### PROBLEM STATEMENT
List every dollar amount that appears in the article on Disney stock below.
═══ SUPPLIED PASSAGE
Disney (NYSE:DIS) is in the news once again. It is offering a 25% discount for rooms at certain Disney resorts from July 8 through Sept. 30 for Disney Plus subscribers. The announcement has not had a major impact on the DIS stock price, which has remained under pressure since the start of the year.
The pandemic was disruptive for the company. Disneyland is one of the most iconic parks globally, and it’s been a favorite destination for many people for decades now. However, due to Covid-19, Disney’s amusement parks had to shut down, leading to massive losses.
Then, the broader economic environment soured at the start of this year. Inflation fears are leading the Federal Reserve to take aggressive actions, including interest rate hikes, and the Russian invasion of Ukraine has contributed to a massive surge in oil prices. That has driven investors toward safer investments like exchange-traded funds (ETFs) and dividend stocks.
Nevertheless, DIS stock looks like an enticing bet as it invests aggressively in streaming and revenue from resorts and theme parks. Plus, this latest announcement reflects its current focus on the streaming service. Summer is a great time for Disney, as its business ventures are in a prime position for success.
Disney is one of the prime players in the streaming space. Jan. 1 marked a significant milestone for it, as the company announced that it now has 196 million subscribers on its three main streaming services. This number includes 130 million subscribers from its flagship service, Disney Plus.
Netflix (NASDAQ:NFLX) remains the streaming category leader with 222 million subscribers. However, that growth has been slowing in recent quarters. The company reported 8.3 million new members signed up for the service versus an expected 8.5 million in its latest quarter.
In comparison, Disney’s streaming service continues to grow rapidly. The number of subscribers increased significantly with the addition of new shows and domestic subscribers have seen encouraging growth, rising by 10 million in its latest quarter.
Covid safety measures have helped Disney parks reopen, restarting a highly lucrative segment for the company. It made $7.2 billion in revenue in the last quarter, doubling from $3.6 billion. Operating income rose $2.5 billion versus a loss last year. Attendance levels remain off from the pre-pandemic levels. So, there is a lot of growth still in its future.
DIS stock is a buy. The increase in popularity of the company’s steaming space will lead to increased interest from investors looking for companies with strong fundamentals and high growth potential.
Last year, the company’s streaming services generated $16.3 billion in revenue. Although the segment reported an operating loss of $1.7 billion, it is narrowing, meaning profitability is around the corner.
Its other business segments are also producing strong growth, and DIS stock is trading at very affordable price multiples. Therefore, the time to buy is now.
══════
═══ RECORDS SHOWN
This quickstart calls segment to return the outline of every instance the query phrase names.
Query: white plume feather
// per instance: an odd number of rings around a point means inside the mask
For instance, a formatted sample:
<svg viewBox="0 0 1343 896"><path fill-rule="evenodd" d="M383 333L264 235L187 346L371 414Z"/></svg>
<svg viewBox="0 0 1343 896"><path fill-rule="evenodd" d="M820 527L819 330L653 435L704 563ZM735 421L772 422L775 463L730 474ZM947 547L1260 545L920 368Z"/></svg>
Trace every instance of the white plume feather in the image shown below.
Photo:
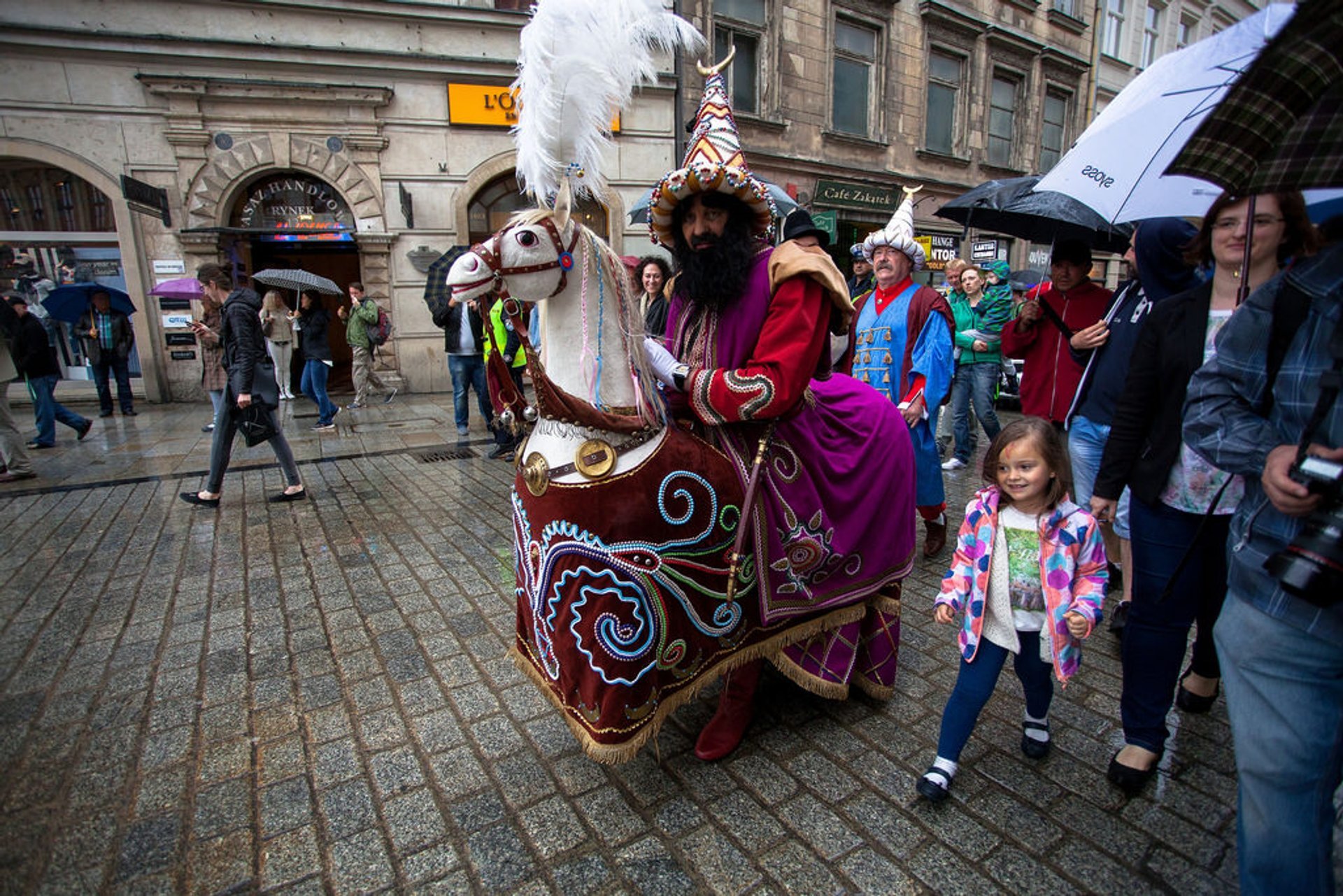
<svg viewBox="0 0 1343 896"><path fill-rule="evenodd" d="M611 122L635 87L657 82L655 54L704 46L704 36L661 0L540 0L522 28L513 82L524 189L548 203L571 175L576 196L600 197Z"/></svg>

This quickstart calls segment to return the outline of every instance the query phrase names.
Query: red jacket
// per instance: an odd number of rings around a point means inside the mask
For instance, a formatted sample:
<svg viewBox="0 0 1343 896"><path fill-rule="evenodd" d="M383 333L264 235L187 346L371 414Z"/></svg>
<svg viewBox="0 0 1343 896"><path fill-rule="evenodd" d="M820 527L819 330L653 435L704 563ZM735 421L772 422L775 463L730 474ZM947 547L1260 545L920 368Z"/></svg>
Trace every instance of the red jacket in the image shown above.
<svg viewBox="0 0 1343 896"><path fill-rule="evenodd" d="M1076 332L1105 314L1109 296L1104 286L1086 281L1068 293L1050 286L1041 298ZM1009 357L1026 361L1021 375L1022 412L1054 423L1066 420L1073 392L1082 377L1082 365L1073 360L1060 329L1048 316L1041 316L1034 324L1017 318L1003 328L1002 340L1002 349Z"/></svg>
══════
### EXERCISE SOLUTION
- $7.2 billion
- $3.6 billion
- $2.5 billion
- $16.3 billion
- $1.7 billion